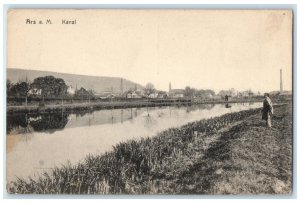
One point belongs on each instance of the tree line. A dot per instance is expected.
(46, 87)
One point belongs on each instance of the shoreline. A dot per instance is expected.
(52, 108)
(159, 165)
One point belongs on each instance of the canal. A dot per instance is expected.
(39, 142)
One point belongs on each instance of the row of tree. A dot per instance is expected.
(47, 86)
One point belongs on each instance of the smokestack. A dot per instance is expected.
(281, 87)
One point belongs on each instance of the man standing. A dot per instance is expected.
(267, 110)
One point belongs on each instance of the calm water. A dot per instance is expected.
(40, 142)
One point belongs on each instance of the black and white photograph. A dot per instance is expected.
(149, 102)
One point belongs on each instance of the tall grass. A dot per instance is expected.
(133, 167)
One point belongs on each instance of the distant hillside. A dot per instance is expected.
(96, 83)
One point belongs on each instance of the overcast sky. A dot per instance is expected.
(199, 48)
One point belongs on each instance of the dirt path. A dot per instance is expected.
(246, 158)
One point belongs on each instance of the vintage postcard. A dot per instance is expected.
(149, 101)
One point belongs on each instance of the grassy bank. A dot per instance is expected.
(230, 154)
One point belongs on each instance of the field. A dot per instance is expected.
(231, 154)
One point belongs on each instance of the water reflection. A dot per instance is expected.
(51, 122)
(74, 135)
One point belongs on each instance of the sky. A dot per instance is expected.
(204, 49)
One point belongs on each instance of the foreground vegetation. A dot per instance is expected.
(230, 154)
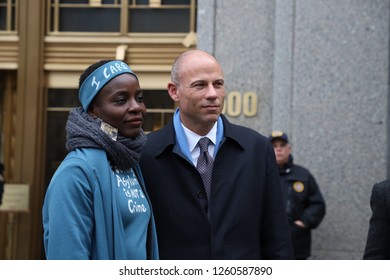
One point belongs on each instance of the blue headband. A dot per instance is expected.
(98, 78)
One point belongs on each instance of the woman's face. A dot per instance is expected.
(120, 104)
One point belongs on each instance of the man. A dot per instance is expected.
(305, 204)
(243, 216)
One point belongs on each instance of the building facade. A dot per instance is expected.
(315, 69)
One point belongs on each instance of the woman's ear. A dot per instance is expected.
(92, 110)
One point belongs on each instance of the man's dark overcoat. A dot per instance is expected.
(248, 217)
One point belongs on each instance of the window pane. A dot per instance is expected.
(89, 20)
(63, 98)
(159, 109)
(157, 20)
(55, 142)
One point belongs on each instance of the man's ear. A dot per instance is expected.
(172, 90)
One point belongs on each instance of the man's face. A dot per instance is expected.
(200, 93)
(282, 151)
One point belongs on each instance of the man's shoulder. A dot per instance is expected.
(241, 131)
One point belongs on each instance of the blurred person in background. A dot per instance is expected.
(305, 204)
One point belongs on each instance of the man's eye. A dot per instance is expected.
(219, 84)
(199, 85)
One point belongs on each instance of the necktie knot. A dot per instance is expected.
(203, 144)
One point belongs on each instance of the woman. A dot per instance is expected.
(378, 239)
(96, 206)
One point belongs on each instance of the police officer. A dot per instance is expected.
(305, 204)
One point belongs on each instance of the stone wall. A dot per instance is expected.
(320, 72)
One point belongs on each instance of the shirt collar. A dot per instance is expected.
(193, 138)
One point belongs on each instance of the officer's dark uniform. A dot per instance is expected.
(1, 182)
(304, 202)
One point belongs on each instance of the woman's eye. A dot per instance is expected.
(120, 100)
(140, 98)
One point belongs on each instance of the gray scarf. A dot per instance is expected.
(83, 131)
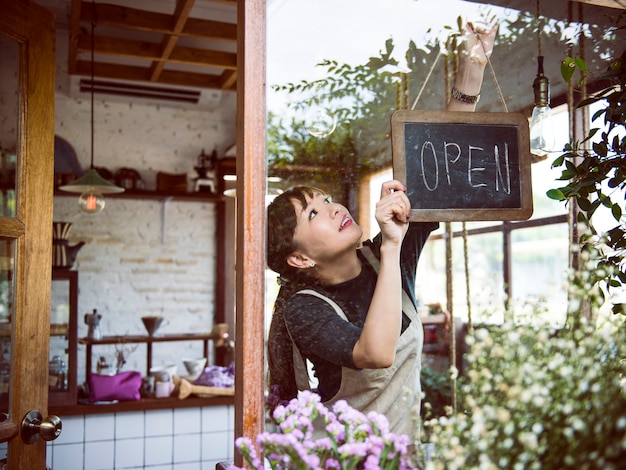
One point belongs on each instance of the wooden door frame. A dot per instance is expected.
(34, 27)
(250, 258)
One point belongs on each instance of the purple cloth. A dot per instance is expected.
(217, 376)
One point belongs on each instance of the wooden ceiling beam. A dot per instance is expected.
(142, 74)
(181, 15)
(152, 52)
(130, 18)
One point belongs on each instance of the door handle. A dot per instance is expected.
(33, 426)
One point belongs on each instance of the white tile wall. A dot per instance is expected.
(178, 439)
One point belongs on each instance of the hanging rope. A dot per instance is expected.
(448, 226)
(467, 281)
(430, 72)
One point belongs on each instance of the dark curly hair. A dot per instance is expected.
(281, 226)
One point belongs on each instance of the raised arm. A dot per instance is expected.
(376, 346)
(476, 49)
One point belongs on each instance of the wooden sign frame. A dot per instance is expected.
(479, 164)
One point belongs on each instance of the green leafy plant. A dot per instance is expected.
(595, 170)
(538, 398)
(349, 439)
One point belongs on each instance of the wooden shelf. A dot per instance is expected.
(218, 335)
(155, 196)
(141, 405)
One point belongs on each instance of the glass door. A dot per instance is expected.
(27, 70)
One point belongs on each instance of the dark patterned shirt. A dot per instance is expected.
(326, 339)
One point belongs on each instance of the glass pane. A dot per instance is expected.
(539, 265)
(7, 256)
(9, 87)
(486, 285)
(59, 331)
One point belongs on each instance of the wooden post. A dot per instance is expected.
(251, 186)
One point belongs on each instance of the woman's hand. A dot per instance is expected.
(478, 42)
(474, 54)
(393, 211)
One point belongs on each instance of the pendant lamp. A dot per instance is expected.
(541, 126)
(91, 185)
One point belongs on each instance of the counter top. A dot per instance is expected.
(141, 405)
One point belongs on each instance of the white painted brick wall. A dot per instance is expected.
(143, 257)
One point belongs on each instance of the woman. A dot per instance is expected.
(349, 307)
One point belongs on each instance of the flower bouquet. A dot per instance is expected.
(537, 398)
(310, 436)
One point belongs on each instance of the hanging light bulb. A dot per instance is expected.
(91, 202)
(541, 127)
(91, 185)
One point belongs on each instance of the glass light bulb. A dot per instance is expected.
(541, 131)
(91, 201)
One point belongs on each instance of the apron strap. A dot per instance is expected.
(299, 364)
(408, 307)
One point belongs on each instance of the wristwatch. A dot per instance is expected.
(457, 95)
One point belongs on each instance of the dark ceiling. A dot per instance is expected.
(149, 45)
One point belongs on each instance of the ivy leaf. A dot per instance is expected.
(617, 211)
(619, 309)
(556, 194)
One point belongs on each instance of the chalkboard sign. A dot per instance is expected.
(461, 166)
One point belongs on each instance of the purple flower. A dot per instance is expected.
(352, 439)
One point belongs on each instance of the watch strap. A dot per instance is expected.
(470, 99)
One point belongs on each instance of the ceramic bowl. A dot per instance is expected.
(152, 323)
(164, 373)
(194, 366)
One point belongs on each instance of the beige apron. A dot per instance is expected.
(393, 391)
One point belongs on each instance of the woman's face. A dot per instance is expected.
(324, 229)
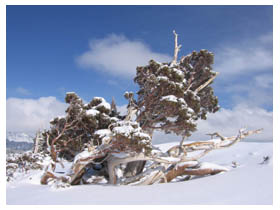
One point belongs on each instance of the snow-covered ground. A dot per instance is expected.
(249, 183)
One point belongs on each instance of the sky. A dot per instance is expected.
(94, 51)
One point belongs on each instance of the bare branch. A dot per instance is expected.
(206, 83)
(176, 48)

__WHAT YOU WILL DO__
Except for the pictures, print the data above exactly.

__FULL SOLUTION__
One point belongs on each instance of the tree line. A dot per instance is expected.
(46, 87)
One point belongs on each instance of the shoreline. A dot per instance is expected.
(52, 108)
(159, 165)
One point belongs on each instance of the canal. A dot per instance is expected.
(39, 142)
One point belongs on each instance of the row of tree. A dot per instance is expected.
(47, 86)
One point belongs on each instance of the smokestack. A dot per instance is expected.
(281, 87)
One point belongs on each instance of the man standing. A dot per instance is expected.
(267, 110)
One point belongs on each instance of the calm water. A dot per instance is expected.
(40, 142)
One point belongs on each instance of the black and white photograph. A dot per instance is expected.
(149, 102)
One point belongs on each instance of the tall grass. A dot per instance is expected.
(133, 167)
One point belongs on each instance of the distant hillside. A dot per instance is expected.
(96, 83)
One point belongs on each instance of the overcast sky. A dot per instance is expected.
(199, 48)
One point belongs on each instance of the dirt path. A dot per instance is expected.
(246, 158)
One point belongs on each instance of the vintage postcard. A dot per instance is expected.
(149, 101)
One point belongs on each instance of the grassy bank. A dot per instance is expected.
(230, 154)
One point belongs on each instance of the field. A dot per instance is expected.
(231, 154)
One point belongs on each instance of the water reflection. A dot per instance is expected.
(51, 122)
(74, 135)
One point belongs on each instance of the sky. A dot per instance is expected.
(204, 49)
One point belongs on each instance of the foreground vegetation. A dot per instance is expected.
(230, 154)
One point belongs on each instance of the blue headband. A dot per instance is expected.
(98, 78)
One point belongs on each instance of the woman's face. A dot per instance is expected.
(120, 104)
One point belongs on each instance of the man. A dot per instance is expected.
(305, 204)
(243, 216)
One point belongs on each instance of the building facade. A dot per instance is expected.
(315, 69)
One point belongs on each instance of the woman's ear. A dot per instance is expected.
(92, 110)
One point belongs on each instance of the man's dark overcoat. A dot per instance is expected.
(248, 217)
One point belongs on each instance of the window pane. A dot per instance is expected.
(89, 20)
(63, 98)
(159, 109)
(157, 20)
(55, 142)
One point belongs on each instance of the man's ear. A dot per instance is expected.
(172, 90)
One point belongs on each instance of the man's face. A dot per instance is expected.
(200, 93)
(282, 151)
One point belongs on each instance of the man's shoulder. A dot per instance is expected.
(241, 131)
One point belongs on each instance of the blurred person in background. A dot per instance is expected.
(305, 204)
One point belongs on each instance of the man's eye. A dot per instance is expected.
(219, 84)
(199, 85)
One point belongs on each instance of the necktie knot. A dot per instance is expected.
(203, 144)
One point belongs on each instance of the woman. A dot per instance is expected.
(378, 239)
(96, 206)
One point belongs on each instance of the police officer. A dot per instance is expected.
(305, 204)
One point belongs on each instance of the stone wall. A dot per instance is expected.
(320, 72)
One point belongs on each instance of the shirt collar. A dot per instance is expected.
(193, 138)
One point belongs on each instance of the officer's dark uniform. A dot per instance is expected.
(1, 182)
(304, 202)
One point belongs on each instance of the woman's eye. A dot per instance is expected.
(120, 100)
(140, 98)
One point belongs on each instance of the gray scarf. A dot per instance is expected.
(83, 131)
One point belongs on each instance of the wooden door frame. A dot per instance is expected.
(34, 27)
(250, 258)
One point belongs on each instance of the purple cloth. A dot per instance is expected.
(217, 376)
One point belongs on each instance of the wooden ceiling beam. A dot per instance is expected.
(142, 74)
(181, 15)
(152, 52)
(130, 18)
One point belongs on each instance of the door handle. A dot per instance is expected.
(33, 426)
One point belongs on each instance of the white tile wall. A dot per instance is expected.
(178, 439)
One point belongs on each instance of the hanging rope. A dot per instance is expected.
(448, 226)
(467, 281)
(430, 72)
One point belongs on each instance of the dark curly hair. A dot per instance is expected.
(281, 226)
One point belongs on each instance of the raised arm. A dot per instance is expected.
(376, 346)
(476, 49)
One point belongs on each instance of the wooden sign frame. A dot per instance is expected.
(479, 164)
One point belongs on each instance of the green leafy plant. A dot per instance is expected.
(595, 170)
(538, 398)
(349, 439)
One point belongs on each instance of the wooden shelf. A dot per instance is expected.
(218, 335)
(155, 196)
(141, 405)
One point belongs on each instance of the glass door. A dot per instance is expected.
(27, 70)
One point belongs on each instance of the dark patterned shirt. A dot per instance is expected.
(326, 339)
One point belongs on each instance of the glass pane. A dot per instance is expected.
(539, 265)
(7, 256)
(9, 87)
(486, 285)
(59, 331)
One point belongs on each instance of the wooden post. A dot per instance is expected.
(251, 186)
One point belongs on each instance of the woman's hand. A dot per instance is expected.
(478, 42)
(474, 54)
(393, 211)
One point belongs on each instance of the pendant lamp. A dot per instance is expected.
(541, 126)
(91, 185)
One point belongs on each instance of the counter top. A dot per instance is expected.
(141, 405)
One point belongs on each instance of the white painted brick wall. A dot per instance is expected.
(143, 257)
One point belongs on each instance of the woman. A dot per instance is expected.
(349, 307)
One point belongs on each instance of the flower bouquet. A dot per instance is expected.
(537, 398)
(310, 436)
One point belongs on each instance of the hanging light bulb. A dot per instance is expected.
(91, 202)
(541, 127)
(91, 185)
One point belongs on each instance of the glass light bulb. A dot per instance is expected.
(541, 131)
(91, 201)
One point belongs on each instance of the apron strap. A dot per instance is expected.
(299, 364)
(408, 307)
One point belongs on each instance of the wristwatch. A dot per instance is expected.
(457, 95)
One point belongs on each instance of the dark ceiling. A dot per instance is expected.
(149, 45)
One point belongs on each instance of the ivy leaf. A dot per instance is expected.
(617, 211)
(619, 309)
(556, 194)
One point belongs on each instance of the chalkboard sign. A dot per instance is expected.
(461, 166)
One point belongs on each instance of the purple flower. A dot per instance is expected.
(352, 439)
One point belongs on each instance of the watch strap. A dot per instance is expected.
(470, 99)
One point belongs on each instance of the ceramic bowl. A dot per instance is expected.
(152, 323)
(164, 373)
(194, 366)
One point belongs on each instance of the beige apron. A dot per instance is expected.
(393, 391)
One point belongs on each instance of the woman's face. A dot per instance is expected.
(324, 229)
One point belongs on each instance of the snow-covered ground. A dot per instance is expected.
(249, 183)
One point belongs on each instance of the sky. A dot per instance is expected.
(94, 51)
One point belongs on each instance of the bare branch. A dot per instance is expected.
(206, 83)
(176, 48)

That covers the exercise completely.